What to do
Return all entries below exactly. Skip nothing.

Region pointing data

+++

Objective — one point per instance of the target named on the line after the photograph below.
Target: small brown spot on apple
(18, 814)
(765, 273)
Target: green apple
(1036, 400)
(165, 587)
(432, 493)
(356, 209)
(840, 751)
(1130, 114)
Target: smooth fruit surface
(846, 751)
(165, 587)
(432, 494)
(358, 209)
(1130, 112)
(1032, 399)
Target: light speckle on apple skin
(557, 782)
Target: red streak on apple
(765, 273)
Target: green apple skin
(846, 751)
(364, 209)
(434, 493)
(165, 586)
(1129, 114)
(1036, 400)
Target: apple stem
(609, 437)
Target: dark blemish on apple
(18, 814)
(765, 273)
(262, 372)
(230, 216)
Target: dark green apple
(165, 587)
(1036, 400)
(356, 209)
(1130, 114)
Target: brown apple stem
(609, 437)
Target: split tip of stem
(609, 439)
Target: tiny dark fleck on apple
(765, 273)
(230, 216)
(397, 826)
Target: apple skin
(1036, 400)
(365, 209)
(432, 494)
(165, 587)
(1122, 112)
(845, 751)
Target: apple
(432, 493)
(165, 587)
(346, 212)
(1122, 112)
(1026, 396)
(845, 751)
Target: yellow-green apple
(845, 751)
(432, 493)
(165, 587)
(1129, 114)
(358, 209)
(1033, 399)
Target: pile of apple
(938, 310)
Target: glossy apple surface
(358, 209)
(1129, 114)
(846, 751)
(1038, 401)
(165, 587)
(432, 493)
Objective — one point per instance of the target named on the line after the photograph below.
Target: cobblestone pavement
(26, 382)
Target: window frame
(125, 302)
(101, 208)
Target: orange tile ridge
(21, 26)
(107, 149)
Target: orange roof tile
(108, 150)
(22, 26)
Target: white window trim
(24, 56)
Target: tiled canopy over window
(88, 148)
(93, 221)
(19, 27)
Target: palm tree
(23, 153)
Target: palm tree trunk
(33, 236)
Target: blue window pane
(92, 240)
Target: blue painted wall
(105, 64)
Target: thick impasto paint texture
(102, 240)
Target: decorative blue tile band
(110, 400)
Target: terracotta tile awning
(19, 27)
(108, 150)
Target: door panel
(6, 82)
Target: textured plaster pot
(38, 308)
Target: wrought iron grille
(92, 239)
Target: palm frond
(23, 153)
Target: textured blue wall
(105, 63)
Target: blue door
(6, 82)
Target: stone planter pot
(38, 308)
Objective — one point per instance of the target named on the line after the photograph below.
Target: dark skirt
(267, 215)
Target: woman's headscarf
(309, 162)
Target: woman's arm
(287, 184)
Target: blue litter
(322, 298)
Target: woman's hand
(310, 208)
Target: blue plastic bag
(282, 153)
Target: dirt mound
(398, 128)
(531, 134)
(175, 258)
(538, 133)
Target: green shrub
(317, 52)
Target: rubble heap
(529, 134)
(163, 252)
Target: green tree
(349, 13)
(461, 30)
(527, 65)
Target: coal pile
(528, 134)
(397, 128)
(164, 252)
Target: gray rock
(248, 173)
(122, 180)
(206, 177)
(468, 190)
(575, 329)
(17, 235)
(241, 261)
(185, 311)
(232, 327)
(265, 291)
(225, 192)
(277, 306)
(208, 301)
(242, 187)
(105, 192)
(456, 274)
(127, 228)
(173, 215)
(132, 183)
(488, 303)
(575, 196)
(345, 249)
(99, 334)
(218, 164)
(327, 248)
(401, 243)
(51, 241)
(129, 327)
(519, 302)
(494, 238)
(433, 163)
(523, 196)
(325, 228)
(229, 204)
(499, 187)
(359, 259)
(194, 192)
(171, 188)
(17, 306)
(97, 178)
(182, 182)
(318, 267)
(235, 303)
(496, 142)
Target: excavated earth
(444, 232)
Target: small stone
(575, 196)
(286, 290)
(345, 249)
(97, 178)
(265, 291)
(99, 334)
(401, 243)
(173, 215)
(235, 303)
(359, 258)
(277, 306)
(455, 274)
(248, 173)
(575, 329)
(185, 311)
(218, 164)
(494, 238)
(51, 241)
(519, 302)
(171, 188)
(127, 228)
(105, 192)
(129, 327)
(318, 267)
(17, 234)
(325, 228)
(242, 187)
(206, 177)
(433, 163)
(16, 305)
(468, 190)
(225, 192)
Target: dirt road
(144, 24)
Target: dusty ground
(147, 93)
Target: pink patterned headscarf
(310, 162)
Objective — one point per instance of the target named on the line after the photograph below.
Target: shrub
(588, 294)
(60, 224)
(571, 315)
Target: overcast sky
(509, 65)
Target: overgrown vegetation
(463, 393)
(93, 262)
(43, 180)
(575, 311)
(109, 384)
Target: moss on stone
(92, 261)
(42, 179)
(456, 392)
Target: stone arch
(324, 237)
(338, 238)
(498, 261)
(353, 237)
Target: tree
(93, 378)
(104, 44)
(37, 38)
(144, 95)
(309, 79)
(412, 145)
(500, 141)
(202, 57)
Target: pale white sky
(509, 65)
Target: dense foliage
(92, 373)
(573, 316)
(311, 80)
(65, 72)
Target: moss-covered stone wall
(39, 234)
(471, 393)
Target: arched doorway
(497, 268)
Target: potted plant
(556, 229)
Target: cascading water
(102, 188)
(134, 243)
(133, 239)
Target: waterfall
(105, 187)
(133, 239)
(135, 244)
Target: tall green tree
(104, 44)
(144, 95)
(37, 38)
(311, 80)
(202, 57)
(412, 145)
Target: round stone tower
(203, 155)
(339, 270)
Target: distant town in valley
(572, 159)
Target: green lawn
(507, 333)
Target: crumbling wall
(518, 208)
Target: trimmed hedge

+++

Exercise solution
Objective — one point per instance of the target named on the line after the photograph below.
Target: small brown spot on apple
(18, 814)
(765, 273)
Target: green apple
(1036, 400)
(165, 587)
(432, 493)
(356, 209)
(840, 751)
(1130, 114)
Target: smooth fruit surface
(846, 751)
(165, 587)
(432, 494)
(358, 209)
(1130, 112)
(1032, 399)
Target: light speckle on apple skin
(557, 782)
Target: red streak on apple
(765, 273)
Target: green apple skin
(846, 751)
(364, 209)
(434, 493)
(165, 586)
(1129, 114)
(1036, 400)
Target: apple stem
(609, 437)
Target: dark blemish on apple
(18, 814)
(765, 273)
(262, 372)
(230, 216)
Target: dark green apple
(165, 587)
(1036, 400)
(356, 209)
(1130, 114)
Target: brown apple stem
(609, 437)
Target: split tip of stem
(609, 439)
Target: tiny dark fleck on apple
(765, 273)
(230, 216)
(397, 826)
Target: apple skin
(1036, 400)
(365, 209)
(432, 494)
(165, 587)
(1122, 112)
(845, 751)
Target: apple
(432, 493)
(165, 587)
(346, 212)
(1122, 112)
(1026, 396)
(845, 751)
Target: yellow-green apple
(845, 751)
(432, 493)
(165, 587)
(1129, 114)
(358, 209)
(1033, 399)
Target: pile of apple
(938, 310)
Target: glossy apple surface
(358, 209)
(1129, 114)
(846, 751)
(1038, 401)
(165, 587)
(432, 493)
Objective — one point per instance of the target named on the line after the photograph below.
Target: cobblestone pavement
(26, 382)
Target: window frame
(125, 302)
(101, 208)
Target: orange tile ridge
(21, 26)
(107, 149)
Target: orange roof tile
(108, 150)
(22, 26)
Target: white window trim
(24, 56)
Target: tiled canopy over window
(88, 148)
(93, 221)
(19, 27)
Target: palm tree
(23, 153)
Target: palm tree trunk
(33, 236)
Target: blue window pane
(92, 240)
Target: blue painted wall
(105, 64)
Target: thick impasto paint texture
(102, 240)
Target: decorative blue tile band
(110, 400)
Target: terracotta tile awning
(19, 27)
(108, 150)
Target: door panel
(6, 82)
Target: textured plaster pot
(38, 308)
Target: wrought iron grille
(92, 239)
Target: palm frond
(23, 153)
Target: textured blue wall
(105, 63)
Target: blue door
(6, 82)
Target: stone planter pot
(38, 308)
Objective — one point per instance of the target named on the line after the photograph below.
Target: dark skirt
(267, 215)
Target: woman's headscarf
(309, 162)
Target: woman's arm
(287, 184)
Target: blue litter
(322, 298)
Target: woman's hand
(310, 208)
Target: blue plastic bag
(282, 153)
Target: dirt mound
(398, 128)
(531, 134)
(175, 258)
(538, 133)
Target: green shrub
(317, 52)
Target: rubble heap
(529, 134)
(163, 252)
Target: green tree
(349, 13)
(461, 30)
(527, 65)
Target: coal pile
(528, 134)
(397, 128)
(164, 252)
Target: gray rock
(248, 173)
(122, 180)
(206, 177)
(468, 190)
(575, 329)
(17, 235)
(241, 261)
(185, 311)
(232, 327)
(265, 291)
(225, 192)
(277, 306)
(208, 301)
(242, 187)
(105, 192)
(456, 274)
(127, 228)
(173, 215)
(132, 183)
(488, 303)
(575, 196)
(345, 249)
(99, 334)
(218, 164)
(327, 248)
(401, 243)
(51, 241)
(129, 327)
(519, 302)
(494, 238)
(433, 163)
(523, 196)
(325, 228)
(229, 204)
(499, 187)
(359, 259)
(194, 192)
(171, 188)
(17, 306)
(97, 178)
(182, 182)
(318, 267)
(235, 303)
(496, 142)
Target: excavated earth
(444, 232)
Target: small stone
(575, 196)
(286, 290)
(345, 249)
(97, 178)
(265, 291)
(99, 334)
(401, 243)
(173, 215)
(235, 303)
(359, 258)
(277, 306)
(455, 274)
(248, 173)
(575, 329)
(185, 311)
(218, 164)
(494, 238)
(51, 241)
(519, 302)
(171, 188)
(127, 228)
(105, 192)
(129, 327)
(318, 267)
(17, 234)
(325, 228)
(242, 187)
(206, 177)
(433, 163)
(16, 305)
(468, 190)
(225, 192)
Target: dirt road
(144, 24)
Target: dusty ground
(147, 93)
Target: pink patterned headscarf
(310, 162)
Objective — one point per instance of the target named on the line after the photograph below.
Target: shrub
(588, 294)
(60, 224)
(571, 315)
Target: overcast sky
(509, 65)
Target: overgrown vegetation
(463, 393)
(93, 262)
(43, 180)
(575, 311)
(109, 384)
Target: moss on stone
(92, 261)
(42, 179)
(456, 392)
Target: stone arch
(324, 237)
(338, 238)
(498, 261)
(353, 237)
Target: tree
(93, 378)
(104, 44)
(37, 38)
(144, 95)
(309, 79)
(412, 145)
(500, 141)
(202, 57)
Target: pale white sky
(509, 65)
Target: dense foliage
(92, 373)
(573, 316)
(311, 80)
(65, 72)
Target: moss-covered stone wall
(39, 234)
(471, 393)
Target: arched doorway
(497, 268)
Target: potted plant
(556, 229)
Target: cascading water
(102, 188)
(134, 243)
(133, 239)
Target: waterfall
(105, 187)
(133, 239)
(135, 244)
Target: tall green tree
(104, 44)
(144, 95)
(37, 38)
(311, 80)
(202, 57)
(412, 145)
Target: round stone tower
(203, 155)
(339, 270)
Target: distant town in valley
(572, 159)
Target: green lawn
(507, 333)
Target: crumbling wall
(518, 208)
Target: trimmed hedge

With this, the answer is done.